» Goal of the exercise:
In the records below, some lines contain the word "long". Copy each of them.

[Records from a collection]
::::

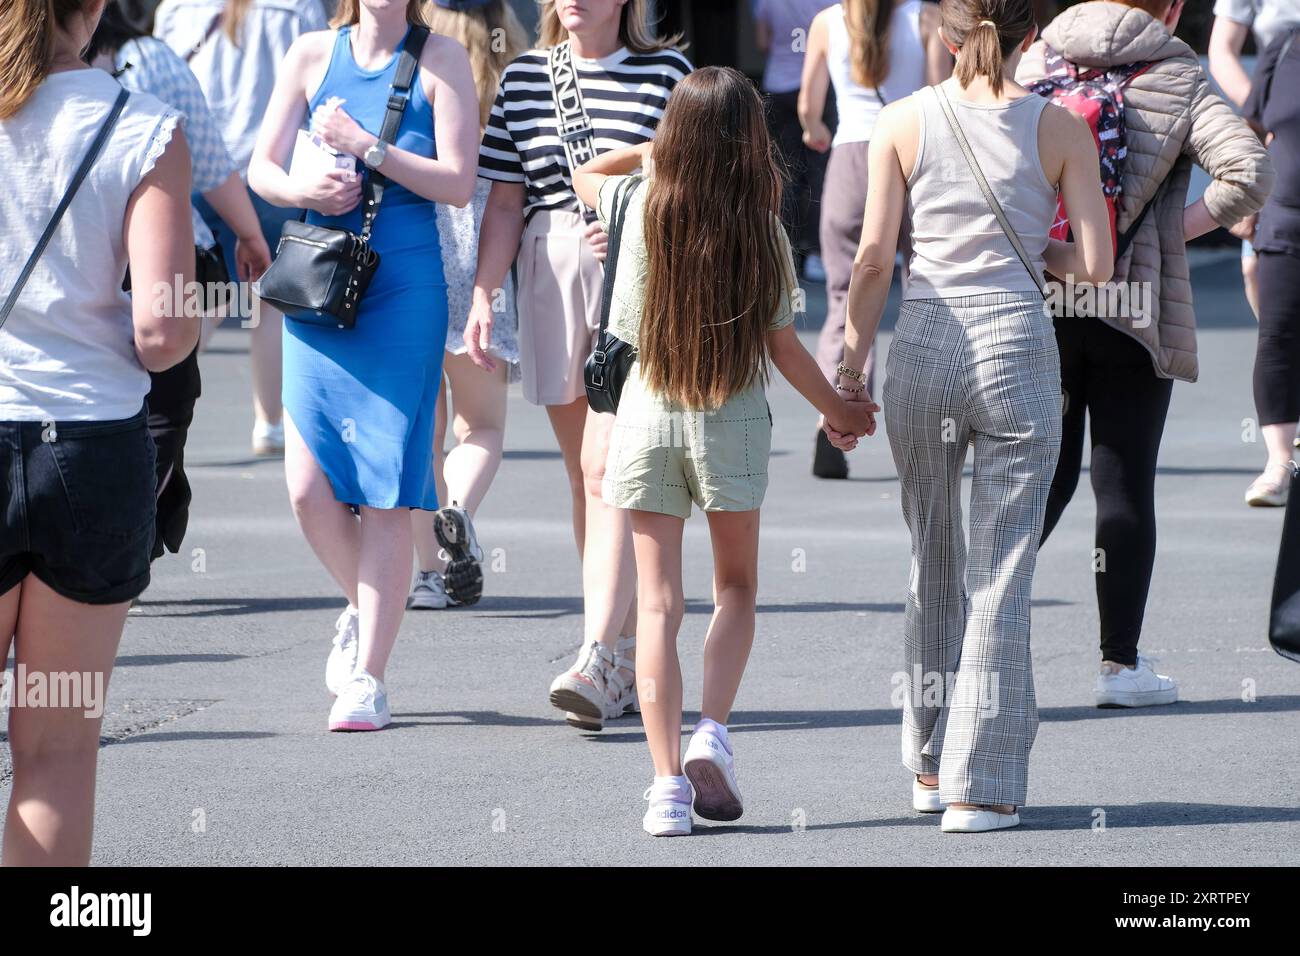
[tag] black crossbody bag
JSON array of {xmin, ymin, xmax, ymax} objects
[
  {"xmin": 584, "ymin": 176, "xmax": 643, "ymax": 414},
  {"xmin": 256, "ymin": 26, "xmax": 429, "ymax": 330}
]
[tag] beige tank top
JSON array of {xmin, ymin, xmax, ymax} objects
[{"xmin": 904, "ymin": 82, "xmax": 1058, "ymax": 300}]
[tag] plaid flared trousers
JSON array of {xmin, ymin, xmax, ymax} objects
[{"xmin": 883, "ymin": 292, "xmax": 1062, "ymax": 808}]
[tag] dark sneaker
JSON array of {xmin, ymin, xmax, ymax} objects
[{"xmin": 434, "ymin": 503, "xmax": 484, "ymax": 605}]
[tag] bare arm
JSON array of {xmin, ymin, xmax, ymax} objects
[
  {"xmin": 840, "ymin": 106, "xmax": 909, "ymax": 386},
  {"xmin": 463, "ymin": 179, "xmax": 526, "ymax": 371},
  {"xmin": 202, "ymin": 170, "xmax": 271, "ymax": 281},
  {"xmin": 572, "ymin": 142, "xmax": 650, "ymax": 210},
  {"xmin": 247, "ymin": 35, "xmax": 362, "ymax": 216},
  {"xmin": 312, "ymin": 36, "xmax": 480, "ymax": 208},
  {"xmin": 769, "ymin": 323, "xmax": 875, "ymax": 439},
  {"xmin": 1041, "ymin": 107, "xmax": 1113, "ymax": 284},
  {"xmin": 797, "ymin": 11, "xmax": 833, "ymax": 153},
  {"xmin": 126, "ymin": 128, "xmax": 198, "ymax": 372},
  {"xmin": 1208, "ymin": 17, "xmax": 1254, "ymax": 109}
]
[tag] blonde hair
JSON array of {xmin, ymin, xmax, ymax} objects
[
  {"xmin": 844, "ymin": 0, "xmax": 892, "ymax": 88},
  {"xmin": 0, "ymin": 0, "xmax": 87, "ymax": 120},
  {"xmin": 222, "ymin": 0, "xmax": 253, "ymax": 44},
  {"xmin": 536, "ymin": 0, "xmax": 681, "ymax": 52},
  {"xmin": 424, "ymin": 1, "xmax": 529, "ymax": 128}
]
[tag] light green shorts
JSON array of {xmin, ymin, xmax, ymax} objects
[{"xmin": 601, "ymin": 366, "xmax": 772, "ymax": 519}]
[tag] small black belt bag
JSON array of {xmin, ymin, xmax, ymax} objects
[{"xmin": 255, "ymin": 26, "xmax": 429, "ymax": 330}]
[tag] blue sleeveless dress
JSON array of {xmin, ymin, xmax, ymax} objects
[{"xmin": 283, "ymin": 25, "xmax": 447, "ymax": 510}]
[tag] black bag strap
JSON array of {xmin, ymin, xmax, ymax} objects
[
  {"xmin": 548, "ymin": 41, "xmax": 600, "ymax": 224},
  {"xmin": 184, "ymin": 12, "xmax": 224, "ymax": 64},
  {"xmin": 934, "ymin": 83, "xmax": 1046, "ymax": 298},
  {"xmin": 1115, "ymin": 187, "xmax": 1159, "ymax": 262},
  {"xmin": 595, "ymin": 176, "xmax": 644, "ymax": 347},
  {"xmin": 359, "ymin": 26, "xmax": 429, "ymax": 242},
  {"xmin": 1, "ymin": 86, "xmax": 130, "ymax": 331}
]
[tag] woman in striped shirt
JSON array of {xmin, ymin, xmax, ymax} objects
[{"xmin": 465, "ymin": 0, "xmax": 690, "ymax": 732}]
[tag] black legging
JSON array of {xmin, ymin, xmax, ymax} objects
[
  {"xmin": 1040, "ymin": 316, "xmax": 1173, "ymax": 666},
  {"xmin": 1254, "ymin": 249, "xmax": 1300, "ymax": 427}
]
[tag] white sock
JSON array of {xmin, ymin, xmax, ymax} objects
[{"xmin": 653, "ymin": 774, "xmax": 690, "ymax": 797}]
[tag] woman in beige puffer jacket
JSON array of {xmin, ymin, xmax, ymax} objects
[{"xmin": 1018, "ymin": 0, "xmax": 1274, "ymax": 706}]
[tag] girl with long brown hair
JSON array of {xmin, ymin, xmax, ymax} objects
[
  {"xmin": 573, "ymin": 67, "xmax": 873, "ymax": 837},
  {"xmin": 798, "ymin": 0, "xmax": 950, "ymax": 480}
]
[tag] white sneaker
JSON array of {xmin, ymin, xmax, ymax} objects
[
  {"xmin": 252, "ymin": 419, "xmax": 284, "ymax": 458},
  {"xmin": 941, "ymin": 807, "xmax": 1020, "ymax": 832},
  {"xmin": 549, "ymin": 641, "xmax": 613, "ymax": 727},
  {"xmin": 325, "ymin": 607, "xmax": 359, "ymax": 696},
  {"xmin": 328, "ymin": 671, "xmax": 390, "ymax": 732},
  {"xmin": 683, "ymin": 723, "xmax": 743, "ymax": 821},
  {"xmin": 803, "ymin": 253, "xmax": 827, "ymax": 282},
  {"xmin": 642, "ymin": 777, "xmax": 693, "ymax": 837},
  {"xmin": 913, "ymin": 778, "xmax": 944, "ymax": 813},
  {"xmin": 434, "ymin": 503, "xmax": 483, "ymax": 605},
  {"xmin": 1095, "ymin": 654, "xmax": 1178, "ymax": 708},
  {"xmin": 408, "ymin": 570, "xmax": 449, "ymax": 610}
]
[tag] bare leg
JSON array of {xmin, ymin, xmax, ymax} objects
[
  {"xmin": 630, "ymin": 510, "xmax": 686, "ymax": 778},
  {"xmin": 249, "ymin": 300, "xmax": 283, "ymax": 427},
  {"xmin": 355, "ymin": 507, "xmax": 414, "ymax": 682},
  {"xmin": 699, "ymin": 510, "xmax": 760, "ymax": 724},
  {"xmin": 413, "ymin": 370, "xmax": 451, "ymax": 574},
  {"xmin": 413, "ymin": 353, "xmax": 511, "ymax": 574},
  {"xmin": 581, "ymin": 409, "xmax": 638, "ymax": 653},
  {"xmin": 546, "ymin": 398, "xmax": 589, "ymax": 558},
  {"xmin": 283, "ymin": 411, "xmax": 360, "ymax": 607},
  {"xmin": 1264, "ymin": 422, "xmax": 1298, "ymax": 470},
  {"xmin": 1243, "ymin": 253, "xmax": 1260, "ymax": 321},
  {"xmin": 3, "ymin": 577, "xmax": 127, "ymax": 866}
]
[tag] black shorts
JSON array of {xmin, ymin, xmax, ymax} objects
[{"xmin": 0, "ymin": 406, "xmax": 156, "ymax": 604}]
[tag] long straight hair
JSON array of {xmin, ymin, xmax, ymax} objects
[
  {"xmin": 222, "ymin": 0, "xmax": 254, "ymax": 43},
  {"xmin": 940, "ymin": 0, "xmax": 1034, "ymax": 96},
  {"xmin": 0, "ymin": 0, "xmax": 90, "ymax": 119},
  {"xmin": 638, "ymin": 67, "xmax": 789, "ymax": 411},
  {"xmin": 536, "ymin": 0, "xmax": 681, "ymax": 52},
  {"xmin": 424, "ymin": 1, "xmax": 528, "ymax": 128},
  {"xmin": 844, "ymin": 0, "xmax": 894, "ymax": 87},
  {"xmin": 331, "ymin": 0, "xmax": 428, "ymax": 29}
]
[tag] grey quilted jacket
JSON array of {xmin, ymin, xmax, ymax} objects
[{"xmin": 1018, "ymin": 1, "xmax": 1274, "ymax": 382}]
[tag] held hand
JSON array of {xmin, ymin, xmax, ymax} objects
[
  {"xmin": 234, "ymin": 231, "xmax": 272, "ymax": 282},
  {"xmin": 464, "ymin": 298, "xmax": 497, "ymax": 372},
  {"xmin": 585, "ymin": 221, "xmax": 609, "ymax": 262},
  {"xmin": 827, "ymin": 392, "xmax": 880, "ymax": 439},
  {"xmin": 311, "ymin": 100, "xmax": 373, "ymax": 159},
  {"xmin": 302, "ymin": 168, "xmax": 362, "ymax": 217},
  {"xmin": 820, "ymin": 415, "xmax": 859, "ymax": 452}
]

::::

» Exercise result:
[tag] girl with long brown hair
[tag] long straight hair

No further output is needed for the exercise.